WRITTEN TASK:
Could you return, exactly as they appear, the lines of the records below, starting at the line that contains "Would you be able to point out the street" and ending with the last line of the records?

[Data extracted from a collection]
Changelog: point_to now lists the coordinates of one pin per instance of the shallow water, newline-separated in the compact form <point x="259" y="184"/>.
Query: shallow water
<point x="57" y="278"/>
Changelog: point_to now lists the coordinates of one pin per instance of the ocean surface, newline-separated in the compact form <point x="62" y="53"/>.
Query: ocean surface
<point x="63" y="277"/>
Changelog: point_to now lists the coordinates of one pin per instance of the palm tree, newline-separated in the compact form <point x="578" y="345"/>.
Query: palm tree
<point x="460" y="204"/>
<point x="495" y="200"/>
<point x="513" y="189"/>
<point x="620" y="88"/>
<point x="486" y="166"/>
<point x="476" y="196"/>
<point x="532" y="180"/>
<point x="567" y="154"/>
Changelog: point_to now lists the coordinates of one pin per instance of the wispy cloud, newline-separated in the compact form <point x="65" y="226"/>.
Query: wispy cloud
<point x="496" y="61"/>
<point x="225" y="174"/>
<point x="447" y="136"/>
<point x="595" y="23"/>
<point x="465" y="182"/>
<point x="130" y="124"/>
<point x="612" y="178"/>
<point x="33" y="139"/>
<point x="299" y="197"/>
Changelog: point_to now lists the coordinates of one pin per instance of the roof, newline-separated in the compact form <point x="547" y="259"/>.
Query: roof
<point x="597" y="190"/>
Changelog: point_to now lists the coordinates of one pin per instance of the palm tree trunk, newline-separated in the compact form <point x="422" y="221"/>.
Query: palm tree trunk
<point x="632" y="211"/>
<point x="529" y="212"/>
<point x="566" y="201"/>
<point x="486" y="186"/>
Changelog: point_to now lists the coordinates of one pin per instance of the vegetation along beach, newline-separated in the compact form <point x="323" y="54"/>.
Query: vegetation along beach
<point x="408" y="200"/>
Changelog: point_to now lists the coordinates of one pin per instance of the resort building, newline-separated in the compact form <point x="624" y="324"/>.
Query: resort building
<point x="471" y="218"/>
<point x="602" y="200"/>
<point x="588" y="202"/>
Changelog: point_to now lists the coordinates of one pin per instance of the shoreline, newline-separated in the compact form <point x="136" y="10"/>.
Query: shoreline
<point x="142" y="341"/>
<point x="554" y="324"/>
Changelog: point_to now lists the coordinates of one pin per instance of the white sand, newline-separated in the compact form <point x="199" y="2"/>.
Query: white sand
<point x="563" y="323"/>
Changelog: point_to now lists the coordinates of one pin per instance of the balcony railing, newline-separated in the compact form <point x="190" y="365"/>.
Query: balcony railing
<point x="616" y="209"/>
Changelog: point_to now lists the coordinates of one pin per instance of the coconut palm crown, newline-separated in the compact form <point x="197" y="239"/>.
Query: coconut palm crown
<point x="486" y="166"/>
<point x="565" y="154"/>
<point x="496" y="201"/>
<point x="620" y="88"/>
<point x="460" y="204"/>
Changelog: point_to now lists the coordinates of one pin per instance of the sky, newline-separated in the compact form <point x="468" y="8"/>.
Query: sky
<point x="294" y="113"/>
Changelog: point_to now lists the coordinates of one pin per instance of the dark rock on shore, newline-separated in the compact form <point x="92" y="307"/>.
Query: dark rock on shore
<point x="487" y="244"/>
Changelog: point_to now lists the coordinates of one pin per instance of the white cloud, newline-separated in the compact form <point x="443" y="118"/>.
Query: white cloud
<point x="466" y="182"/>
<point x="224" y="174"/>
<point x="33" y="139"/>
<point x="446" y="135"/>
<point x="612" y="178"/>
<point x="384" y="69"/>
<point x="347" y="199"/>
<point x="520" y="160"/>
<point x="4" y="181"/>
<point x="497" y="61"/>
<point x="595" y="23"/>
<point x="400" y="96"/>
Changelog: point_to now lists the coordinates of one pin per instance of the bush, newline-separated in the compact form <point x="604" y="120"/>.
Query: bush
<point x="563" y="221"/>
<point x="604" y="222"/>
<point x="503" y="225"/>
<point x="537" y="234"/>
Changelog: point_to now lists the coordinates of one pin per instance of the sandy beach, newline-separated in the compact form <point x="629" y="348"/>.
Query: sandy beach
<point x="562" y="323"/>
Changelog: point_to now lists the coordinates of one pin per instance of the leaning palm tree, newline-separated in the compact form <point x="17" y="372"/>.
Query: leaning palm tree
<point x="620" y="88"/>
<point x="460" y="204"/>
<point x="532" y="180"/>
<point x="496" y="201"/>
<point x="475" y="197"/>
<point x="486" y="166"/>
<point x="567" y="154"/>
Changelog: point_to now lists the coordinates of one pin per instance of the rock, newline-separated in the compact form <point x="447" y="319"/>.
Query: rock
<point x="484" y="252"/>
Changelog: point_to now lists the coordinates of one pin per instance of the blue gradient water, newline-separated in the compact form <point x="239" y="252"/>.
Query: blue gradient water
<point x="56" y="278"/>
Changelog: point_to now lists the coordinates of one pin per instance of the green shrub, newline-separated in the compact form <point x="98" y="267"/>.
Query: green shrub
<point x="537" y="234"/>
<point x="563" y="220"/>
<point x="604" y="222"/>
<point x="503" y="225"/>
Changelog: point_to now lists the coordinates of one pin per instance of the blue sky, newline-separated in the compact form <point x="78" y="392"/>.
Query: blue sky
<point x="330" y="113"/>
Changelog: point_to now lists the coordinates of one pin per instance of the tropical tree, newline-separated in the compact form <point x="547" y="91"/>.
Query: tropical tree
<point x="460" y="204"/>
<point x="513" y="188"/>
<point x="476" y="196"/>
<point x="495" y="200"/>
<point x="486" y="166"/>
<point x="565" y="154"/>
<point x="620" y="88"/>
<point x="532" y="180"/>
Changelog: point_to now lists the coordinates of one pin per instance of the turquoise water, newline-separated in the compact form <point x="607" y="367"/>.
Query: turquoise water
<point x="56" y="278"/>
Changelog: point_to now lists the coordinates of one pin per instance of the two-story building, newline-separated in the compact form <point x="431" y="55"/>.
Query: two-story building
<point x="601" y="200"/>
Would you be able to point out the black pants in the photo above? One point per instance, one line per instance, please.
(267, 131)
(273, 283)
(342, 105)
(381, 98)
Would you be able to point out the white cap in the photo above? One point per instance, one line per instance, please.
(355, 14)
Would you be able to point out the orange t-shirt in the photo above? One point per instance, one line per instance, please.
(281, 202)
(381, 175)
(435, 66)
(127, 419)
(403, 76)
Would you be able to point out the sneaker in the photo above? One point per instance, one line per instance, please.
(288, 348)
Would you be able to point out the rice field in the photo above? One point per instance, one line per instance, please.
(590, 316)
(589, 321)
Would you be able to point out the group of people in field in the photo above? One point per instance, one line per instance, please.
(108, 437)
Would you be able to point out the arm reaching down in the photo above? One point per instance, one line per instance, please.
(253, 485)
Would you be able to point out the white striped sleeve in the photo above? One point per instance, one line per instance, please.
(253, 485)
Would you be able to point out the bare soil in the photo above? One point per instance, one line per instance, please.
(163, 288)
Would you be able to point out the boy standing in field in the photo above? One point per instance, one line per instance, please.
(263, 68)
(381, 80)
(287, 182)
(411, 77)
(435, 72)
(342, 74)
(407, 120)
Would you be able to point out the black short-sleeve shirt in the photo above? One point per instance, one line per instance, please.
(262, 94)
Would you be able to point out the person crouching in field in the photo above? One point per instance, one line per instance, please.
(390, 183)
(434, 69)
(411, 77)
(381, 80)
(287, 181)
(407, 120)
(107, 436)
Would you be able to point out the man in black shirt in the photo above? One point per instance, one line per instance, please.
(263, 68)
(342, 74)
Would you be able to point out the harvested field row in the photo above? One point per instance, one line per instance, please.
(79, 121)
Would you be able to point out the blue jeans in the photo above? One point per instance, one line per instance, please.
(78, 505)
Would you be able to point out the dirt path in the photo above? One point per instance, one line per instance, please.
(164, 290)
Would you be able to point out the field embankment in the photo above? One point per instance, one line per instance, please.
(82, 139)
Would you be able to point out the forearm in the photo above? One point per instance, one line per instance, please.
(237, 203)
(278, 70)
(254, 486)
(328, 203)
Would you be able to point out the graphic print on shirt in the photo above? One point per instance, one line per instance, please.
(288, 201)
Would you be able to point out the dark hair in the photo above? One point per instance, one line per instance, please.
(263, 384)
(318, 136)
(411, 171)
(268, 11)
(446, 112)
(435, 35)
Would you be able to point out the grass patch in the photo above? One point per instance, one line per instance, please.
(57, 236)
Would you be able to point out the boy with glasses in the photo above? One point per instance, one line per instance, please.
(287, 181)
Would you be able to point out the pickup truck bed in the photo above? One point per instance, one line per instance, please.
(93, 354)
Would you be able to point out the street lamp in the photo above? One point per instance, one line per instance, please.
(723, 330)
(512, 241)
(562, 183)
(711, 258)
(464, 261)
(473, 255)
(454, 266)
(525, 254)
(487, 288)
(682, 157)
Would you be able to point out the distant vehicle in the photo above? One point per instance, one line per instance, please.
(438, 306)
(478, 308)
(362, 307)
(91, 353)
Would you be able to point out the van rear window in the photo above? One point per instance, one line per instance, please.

SOLUTION TO THE EXERCISE:
Would you be able to point out the street lamp in the photo above? One point per instance, one line per instance, please.
(723, 330)
(512, 241)
(562, 183)
(711, 258)
(464, 261)
(473, 255)
(454, 266)
(525, 254)
(487, 288)
(682, 157)
Would you be able to point out the distant vehicle in the photo above? One point per instance, one line per instance, please.
(438, 306)
(478, 308)
(362, 307)
(91, 353)
Would you be able to point out the van rear window in the photo above? One point per instance, one line per instance, please.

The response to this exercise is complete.